*TASK STATEMENT*. Every entry must be given again exactly as it is written.

*MATERIAL SHOWN*.

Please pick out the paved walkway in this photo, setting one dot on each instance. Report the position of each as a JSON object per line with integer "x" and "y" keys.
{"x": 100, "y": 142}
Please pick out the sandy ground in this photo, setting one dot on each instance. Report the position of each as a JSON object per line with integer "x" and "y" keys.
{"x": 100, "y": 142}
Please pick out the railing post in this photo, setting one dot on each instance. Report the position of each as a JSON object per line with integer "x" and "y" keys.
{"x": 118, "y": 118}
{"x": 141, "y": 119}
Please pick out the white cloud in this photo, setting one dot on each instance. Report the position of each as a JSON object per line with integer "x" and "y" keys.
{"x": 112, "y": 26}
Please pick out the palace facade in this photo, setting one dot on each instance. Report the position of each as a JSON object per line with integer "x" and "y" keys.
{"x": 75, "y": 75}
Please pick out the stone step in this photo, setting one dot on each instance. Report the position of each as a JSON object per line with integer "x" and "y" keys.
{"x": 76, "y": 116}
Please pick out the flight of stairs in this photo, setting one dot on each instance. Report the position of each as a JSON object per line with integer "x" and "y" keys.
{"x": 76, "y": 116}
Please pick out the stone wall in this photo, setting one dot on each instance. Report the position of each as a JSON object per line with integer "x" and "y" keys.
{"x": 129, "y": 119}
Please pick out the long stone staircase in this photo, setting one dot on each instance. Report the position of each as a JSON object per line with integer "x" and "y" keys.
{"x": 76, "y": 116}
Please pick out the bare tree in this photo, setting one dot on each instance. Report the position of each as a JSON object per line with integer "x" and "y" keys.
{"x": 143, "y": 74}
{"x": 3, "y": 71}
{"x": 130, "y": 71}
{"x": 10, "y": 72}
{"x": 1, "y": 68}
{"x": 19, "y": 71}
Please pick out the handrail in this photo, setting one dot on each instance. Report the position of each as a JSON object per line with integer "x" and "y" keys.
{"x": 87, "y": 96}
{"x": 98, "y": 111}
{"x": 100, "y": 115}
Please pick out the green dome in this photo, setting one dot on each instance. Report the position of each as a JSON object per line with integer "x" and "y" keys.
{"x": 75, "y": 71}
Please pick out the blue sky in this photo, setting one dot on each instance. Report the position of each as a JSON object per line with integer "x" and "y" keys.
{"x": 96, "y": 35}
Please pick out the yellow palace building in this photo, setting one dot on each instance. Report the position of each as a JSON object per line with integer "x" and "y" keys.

*PROBLEM SOLUTION*.
Please pick out the paved walkway in this photo, setting one dot on each instance. Report the position of each as a JSON object per line with integer "x" and "y" keys.
{"x": 100, "y": 142}
Please pick out the sandy ground in this photo, setting one dot on each instance. Report the position of each as a JSON object per line with integer "x" and "y" keys.
{"x": 100, "y": 142}
Please pick out the railing post in this photo, setting one dot on each instance. Report the position of each as a JSON object per line with integer "x" and "y" keys.
{"x": 118, "y": 118}
{"x": 141, "y": 119}
Please pick out the white cloud in this photo, setting one dot on each instance. Report the position of each as a JSON object per line with integer "x" and "y" keys.
{"x": 112, "y": 26}
Please pick out the palace facade in this photo, setting one dot on each instance. Report the position of each as a JSON object per line with integer "x" and "y" keys.
{"x": 75, "y": 75}
Please pick out the stone step in this photo, setting one dot on each instance. Report the position of each as a JSON object per line with integer "x" and "y" keys.
{"x": 76, "y": 116}
Please pick out the flight of stairs in this photo, setting one dot on each instance. Report the position of each as a JSON object per line with integer "x" and "y" keys.
{"x": 76, "y": 116}
Please pick out the stone wall in this photo, setting one dot on each instance. Report the position of each as a JSON object per line with integer "x" and "y" keys.
{"x": 129, "y": 119}
Please pick out the long stone staircase in this photo, setting one dot on each instance. Report the position of each as a JSON object per line with integer "x" and "y" keys.
{"x": 76, "y": 116}
Please pick out the bare tree in this photo, setting one dot on each instance. Report the position of each as a JSON object per line with integer "x" and "y" keys.
{"x": 143, "y": 74}
{"x": 3, "y": 71}
{"x": 130, "y": 71}
{"x": 10, "y": 72}
{"x": 1, "y": 68}
{"x": 19, "y": 71}
Please pick out the handrail in this photo, setting one dot on each instance. Report the position of each as a JSON object per line with integer "x" and "y" keys.
{"x": 87, "y": 96}
{"x": 98, "y": 111}
{"x": 100, "y": 115}
Please pick out the green dome in this photo, setting one dot on each instance. Report the position of each as a JSON object per line with integer "x" and "y" keys.
{"x": 75, "y": 71}
Please pick out the blue sky in this photo, setting one dot on each instance. Report the position of each as a JSON object per line with integer "x" and "y" keys.
{"x": 96, "y": 35}
Please pick out the yellow palace building in this photo, setting one dot on each instance. Report the position of each as a JSON object per line with integer "x" and "y" keys.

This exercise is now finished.